__課題 1__. 抜粋文で「今年で7歳になる娘は」から始まる段落を、主な内容を保ったまま短く書き直すこと。

__抜粋文__.
#####

人生を変えるライティング教室「天狼院ライティング・ゼミ」〜なぜ受講生が書いた記事が次々にバズを起こせるのか?賞を取れるのか?プロも通うのか?〜

記事:匿名(ライティング・ゼミ平日コース)
 
 
「ママなんか、だいっきらい!」
 
娘はいまにもこぼれそうなくらい涙をためて、
ありったけの怒りのパワーを込めて、そう言った。
 
今年で7歳になる娘は、この年の女の子らしく
もう一端の口をきく。
ドアを開けっ放しにしないで、
玄関はきれいにして、
パパ、靴下脱ぎっぱなしはだめだよ!
口調が私にそっくりで、微笑ましくも、どきりとさせられる。
 
そんな彼女に「ママなんか、だいっきらい!」と言われるのは
実はこれが最初ではない。
 
食べようと思ってたいちごをママが食べたから
起こしてほしい時間にママが起こしてくれなかったから
ママがゲームをさせてくれないから
 
と、ことあるごとに大嫌い! と言われる。一日に一度は言われる。
でも、今回はいつもの軽い調子ではなかった。

#####

ポイント指定とラベル付けの記録
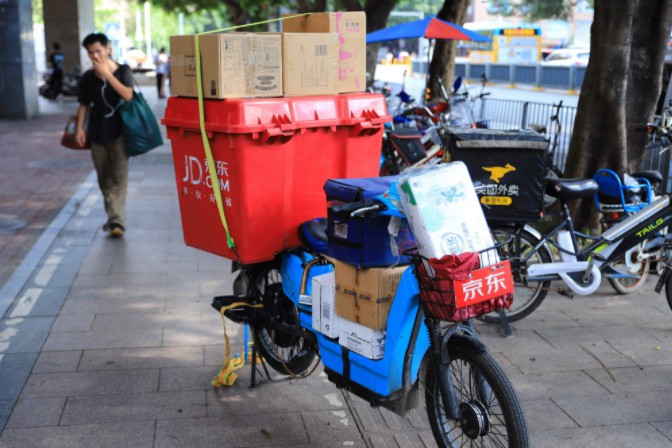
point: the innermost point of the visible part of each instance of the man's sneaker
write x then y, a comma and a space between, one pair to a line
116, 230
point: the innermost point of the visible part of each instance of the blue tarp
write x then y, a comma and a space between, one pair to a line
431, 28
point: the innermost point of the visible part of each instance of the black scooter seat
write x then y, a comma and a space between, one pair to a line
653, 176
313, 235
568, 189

#####

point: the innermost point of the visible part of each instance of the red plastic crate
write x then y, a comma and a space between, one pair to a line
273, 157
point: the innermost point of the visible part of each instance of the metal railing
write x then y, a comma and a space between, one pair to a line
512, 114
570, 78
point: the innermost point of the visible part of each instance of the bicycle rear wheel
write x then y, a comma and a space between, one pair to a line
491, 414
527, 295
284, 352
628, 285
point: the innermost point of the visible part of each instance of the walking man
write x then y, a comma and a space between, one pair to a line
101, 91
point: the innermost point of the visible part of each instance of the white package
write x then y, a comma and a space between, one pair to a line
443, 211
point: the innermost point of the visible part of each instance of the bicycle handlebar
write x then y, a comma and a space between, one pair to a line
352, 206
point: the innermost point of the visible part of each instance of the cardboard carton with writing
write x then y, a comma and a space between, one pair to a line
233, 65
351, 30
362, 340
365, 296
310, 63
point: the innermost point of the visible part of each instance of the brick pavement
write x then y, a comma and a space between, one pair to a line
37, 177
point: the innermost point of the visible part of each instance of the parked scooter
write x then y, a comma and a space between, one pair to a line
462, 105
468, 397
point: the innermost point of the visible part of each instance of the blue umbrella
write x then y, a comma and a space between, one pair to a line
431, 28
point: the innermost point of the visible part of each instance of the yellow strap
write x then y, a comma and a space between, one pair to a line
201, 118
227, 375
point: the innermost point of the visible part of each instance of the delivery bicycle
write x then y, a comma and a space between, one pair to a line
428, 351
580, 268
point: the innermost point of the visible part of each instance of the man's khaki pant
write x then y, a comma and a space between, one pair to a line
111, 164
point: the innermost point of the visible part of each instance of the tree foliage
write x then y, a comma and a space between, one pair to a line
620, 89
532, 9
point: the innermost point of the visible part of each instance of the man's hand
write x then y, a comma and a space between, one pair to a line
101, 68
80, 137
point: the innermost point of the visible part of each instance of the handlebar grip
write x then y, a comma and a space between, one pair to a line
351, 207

#####

__課題 2__. 上の行を絞り込み、「blue」という語を含む行をすべて書き出すこと。大文字と小文字は区別する。

__期待される解答 1__. 今年で7歳になる娘は、年相応にもう一端の口をきく。ドアの開けっ放しや玄関の汚れ、パパの靴下の脱ぎっぱなしを注意する口調が私にそっくりで、微笑ましくもどきりとさせられる。

__期待される解答 2__.
point: the innermost point of the visible part of each instance of the blue tarp
point: the innermost point of the visible part of each instance of the blue umbrella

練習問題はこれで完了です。